> _Passage to read_

=== Section Start ===

The sweetener aspartame is a “possible carcinogen” but it remains safe to consume at already-agreed levels, the World Health Organization (WHO) declared on Friday, July
Aspartame is one of the world’s most popular sweeteners, used in products from Coca-Cola diet sodas to Mars’ Extra chewing gum.
In a press conference ahead of the announcement on Friday, the WHO’s head of nutrition, Francesco Branca, suggested consumers weighing beverage choices consider neither aspartame nor sweetener.
“If consumers are faced with the decision of whether to take cola with sweeteners or one with sugar, I think there should be a third option considered – which is to drink water instead,” Branca said.
In its first declaration on the sweetener, announced early on Friday, the International Agency for Research on Cancer (IARC), based in Lyon, France, said aspartame was a “possible carcinogen”.
A carcinogen refers to something that can cause cancer.
The announcement does not take into account how much a person would need to consume to be at risk, which is considered by a separate panel, the WHO and Food and Agriculture Organization (FAO) Joint Committee on Food Additives (JECFA), based in Geneva.
After undertaking its own comprehensive review, JECFA said on Friday that it did not have convincing evidence of harm caused by aspartame, and continued to recommend that people keep their consumption levels of aspartame below 40mg/kg a day.
The WHO said the existing consumption levels meant, for example, that a person weighing 60-70kg would have to drink more than 9-14 cans of soda daily to breach the limit, based on the average aspartame content in the beverages – around 10 times what most people consume.

=== Section End ===

> _The data_
=== Section Start ===

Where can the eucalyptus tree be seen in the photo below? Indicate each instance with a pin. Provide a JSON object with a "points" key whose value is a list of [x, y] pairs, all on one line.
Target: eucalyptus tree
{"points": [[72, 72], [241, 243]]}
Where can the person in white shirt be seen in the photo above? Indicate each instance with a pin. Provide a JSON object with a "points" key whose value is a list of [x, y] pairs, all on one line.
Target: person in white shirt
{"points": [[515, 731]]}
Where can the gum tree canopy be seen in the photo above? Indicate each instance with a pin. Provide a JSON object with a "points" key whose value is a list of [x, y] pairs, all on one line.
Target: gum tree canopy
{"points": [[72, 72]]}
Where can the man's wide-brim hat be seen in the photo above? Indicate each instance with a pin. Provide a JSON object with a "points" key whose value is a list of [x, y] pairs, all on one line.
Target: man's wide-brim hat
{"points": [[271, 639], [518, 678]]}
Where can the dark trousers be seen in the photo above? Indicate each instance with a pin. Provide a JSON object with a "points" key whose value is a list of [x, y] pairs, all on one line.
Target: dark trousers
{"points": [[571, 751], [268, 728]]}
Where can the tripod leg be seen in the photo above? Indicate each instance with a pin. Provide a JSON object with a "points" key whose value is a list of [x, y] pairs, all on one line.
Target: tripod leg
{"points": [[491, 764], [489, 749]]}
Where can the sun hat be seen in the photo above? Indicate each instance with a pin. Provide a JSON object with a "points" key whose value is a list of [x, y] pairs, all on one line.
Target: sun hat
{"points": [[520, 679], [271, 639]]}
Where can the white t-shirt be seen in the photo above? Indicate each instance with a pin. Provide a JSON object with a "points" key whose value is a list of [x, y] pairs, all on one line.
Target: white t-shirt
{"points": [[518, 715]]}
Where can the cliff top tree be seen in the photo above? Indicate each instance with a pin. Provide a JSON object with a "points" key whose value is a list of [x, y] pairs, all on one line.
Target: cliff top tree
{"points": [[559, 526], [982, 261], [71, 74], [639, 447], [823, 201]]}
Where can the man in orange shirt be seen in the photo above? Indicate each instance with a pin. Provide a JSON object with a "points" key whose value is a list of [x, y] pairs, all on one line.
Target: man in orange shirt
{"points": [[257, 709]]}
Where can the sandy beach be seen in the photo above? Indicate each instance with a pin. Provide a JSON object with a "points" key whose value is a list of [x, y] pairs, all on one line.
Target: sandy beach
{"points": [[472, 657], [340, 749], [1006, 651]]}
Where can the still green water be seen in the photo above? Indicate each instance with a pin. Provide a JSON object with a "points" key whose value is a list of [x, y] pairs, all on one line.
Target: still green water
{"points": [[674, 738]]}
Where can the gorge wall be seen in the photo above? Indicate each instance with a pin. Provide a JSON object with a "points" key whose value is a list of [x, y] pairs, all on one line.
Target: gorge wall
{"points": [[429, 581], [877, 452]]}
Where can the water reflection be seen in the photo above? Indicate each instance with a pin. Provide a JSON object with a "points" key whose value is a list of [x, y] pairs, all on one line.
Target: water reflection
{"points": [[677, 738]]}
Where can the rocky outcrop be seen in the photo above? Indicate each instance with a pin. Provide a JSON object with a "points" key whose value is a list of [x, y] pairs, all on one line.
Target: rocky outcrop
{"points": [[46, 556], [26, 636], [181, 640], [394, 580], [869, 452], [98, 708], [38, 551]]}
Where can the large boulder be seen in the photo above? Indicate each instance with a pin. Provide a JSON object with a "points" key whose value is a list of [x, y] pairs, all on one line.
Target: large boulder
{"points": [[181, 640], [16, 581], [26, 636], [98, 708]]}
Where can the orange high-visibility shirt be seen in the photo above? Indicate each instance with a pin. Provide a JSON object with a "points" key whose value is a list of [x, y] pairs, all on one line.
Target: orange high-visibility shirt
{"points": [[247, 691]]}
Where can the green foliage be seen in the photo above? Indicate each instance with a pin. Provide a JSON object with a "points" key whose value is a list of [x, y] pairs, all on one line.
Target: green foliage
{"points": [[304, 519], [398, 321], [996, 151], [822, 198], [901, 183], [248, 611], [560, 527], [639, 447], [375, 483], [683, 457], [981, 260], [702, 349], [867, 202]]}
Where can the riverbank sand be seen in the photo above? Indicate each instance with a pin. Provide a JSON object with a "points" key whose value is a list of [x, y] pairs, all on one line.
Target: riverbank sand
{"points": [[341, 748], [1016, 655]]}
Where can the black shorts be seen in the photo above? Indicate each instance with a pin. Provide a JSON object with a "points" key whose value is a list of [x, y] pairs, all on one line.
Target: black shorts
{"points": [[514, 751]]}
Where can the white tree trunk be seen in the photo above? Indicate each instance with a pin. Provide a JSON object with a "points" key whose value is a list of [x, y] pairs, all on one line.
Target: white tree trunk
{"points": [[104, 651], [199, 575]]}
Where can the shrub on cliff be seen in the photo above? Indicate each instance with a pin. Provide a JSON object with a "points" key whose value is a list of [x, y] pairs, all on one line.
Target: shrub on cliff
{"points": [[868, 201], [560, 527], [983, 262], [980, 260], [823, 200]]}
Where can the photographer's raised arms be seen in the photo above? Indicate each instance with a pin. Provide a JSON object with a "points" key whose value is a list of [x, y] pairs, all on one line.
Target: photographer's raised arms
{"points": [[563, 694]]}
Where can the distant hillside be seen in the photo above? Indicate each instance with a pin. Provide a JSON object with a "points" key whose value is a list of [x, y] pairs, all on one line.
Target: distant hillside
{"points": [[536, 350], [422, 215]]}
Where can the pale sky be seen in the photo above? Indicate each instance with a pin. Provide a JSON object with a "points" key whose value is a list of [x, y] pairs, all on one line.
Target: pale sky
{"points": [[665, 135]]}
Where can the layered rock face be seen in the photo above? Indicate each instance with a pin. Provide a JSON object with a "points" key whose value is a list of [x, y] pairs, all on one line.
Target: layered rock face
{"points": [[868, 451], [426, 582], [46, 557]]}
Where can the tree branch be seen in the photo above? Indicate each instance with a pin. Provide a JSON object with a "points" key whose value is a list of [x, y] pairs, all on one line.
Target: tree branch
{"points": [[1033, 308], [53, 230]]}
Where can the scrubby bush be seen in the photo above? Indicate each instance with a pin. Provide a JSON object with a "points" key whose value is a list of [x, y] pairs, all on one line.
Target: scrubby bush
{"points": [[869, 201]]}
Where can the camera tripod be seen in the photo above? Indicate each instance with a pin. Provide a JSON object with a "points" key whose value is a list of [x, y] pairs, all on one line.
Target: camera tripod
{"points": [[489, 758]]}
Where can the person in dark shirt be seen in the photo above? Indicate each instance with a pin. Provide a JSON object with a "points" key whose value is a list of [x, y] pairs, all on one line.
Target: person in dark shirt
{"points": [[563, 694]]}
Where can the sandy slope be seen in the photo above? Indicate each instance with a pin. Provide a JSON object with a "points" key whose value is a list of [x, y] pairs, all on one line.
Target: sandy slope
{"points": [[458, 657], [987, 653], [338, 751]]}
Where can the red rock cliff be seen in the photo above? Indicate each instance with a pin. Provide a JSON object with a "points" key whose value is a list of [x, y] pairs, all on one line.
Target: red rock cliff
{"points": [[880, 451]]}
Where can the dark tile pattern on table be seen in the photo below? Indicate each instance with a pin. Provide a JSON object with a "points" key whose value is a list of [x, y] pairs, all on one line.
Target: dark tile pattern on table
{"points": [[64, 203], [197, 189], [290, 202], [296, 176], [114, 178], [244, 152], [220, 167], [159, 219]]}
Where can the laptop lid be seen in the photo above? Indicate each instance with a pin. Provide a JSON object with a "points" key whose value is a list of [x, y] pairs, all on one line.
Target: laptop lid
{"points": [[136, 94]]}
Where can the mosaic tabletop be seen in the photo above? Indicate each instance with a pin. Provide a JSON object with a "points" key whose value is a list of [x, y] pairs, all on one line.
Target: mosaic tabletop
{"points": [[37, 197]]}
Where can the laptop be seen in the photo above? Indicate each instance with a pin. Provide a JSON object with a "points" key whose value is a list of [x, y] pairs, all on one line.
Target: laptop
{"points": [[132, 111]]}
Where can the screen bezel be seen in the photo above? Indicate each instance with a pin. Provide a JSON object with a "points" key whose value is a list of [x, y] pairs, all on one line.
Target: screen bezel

=== Section End ===

> _Prompt 1_
In the aspartame article, transcribe the passage from "The announcement does" to "40mg/kg a day.".
> _Prompt 2_
Which organizations does the aspartame article identify with an abbreviation in parentheses? List each one with its abbreviation.
> _Prompt 3_
Write the next part of the article about aspartame, picking up after its last sentence.

> _Exercise answer 1_
The announcement does not take into account how much a person would need to consume to be at risk, which is considered by a separate panel, the WHO and Food and Agriculture Organization (FAO) Joint Committee on Food Additives (JECFA), based in Geneva.
After undertaking its own comprehensive review, JECFA said on Friday that it did not have convincing evidence of harm caused by aspartame, and continued to recommend that people keep their consumption levels of aspartame below 40mg/kg a day.

> _Exercise answer 2_
World Health Organization (WHO)
International Agency for Research on Cancer (IARC)
Food and Agriculture Organization (FAO)
Joint Committee on Food Additives (JECFA)

> _Exercise answer 3_
“Our results do not indicate that occasional consumption could pose a risk to most consumers,” said Branca.
Several scientists not associated with the reviews said the evidence linking aspartame to cancer is weak. Food and beverage industry associations said the decisions showed aspartame was safe and a good option for people wanting to reduce sugar in their diets.
The IARC panel said on Friday it had made its ruling based on three studies in humans in the United States and Europe that indicated a link between hepatocellular carcinoma, a form of liver cancer, and sweetener consumption, the first of which was published in 2016.
Some doctors expressed concern that the new classification of “possible carcinogen” might make drinkers of diet soda to switch to caloric sugar beverages.
Therese Bevers, medical director of the Cancer Prevention Center at the University of Texas MD Anderson Cancer Center, in Houston, said “the possibility of weight gain and obesity is a much bigger problem and bigger risk factor than aspartame could ever be.”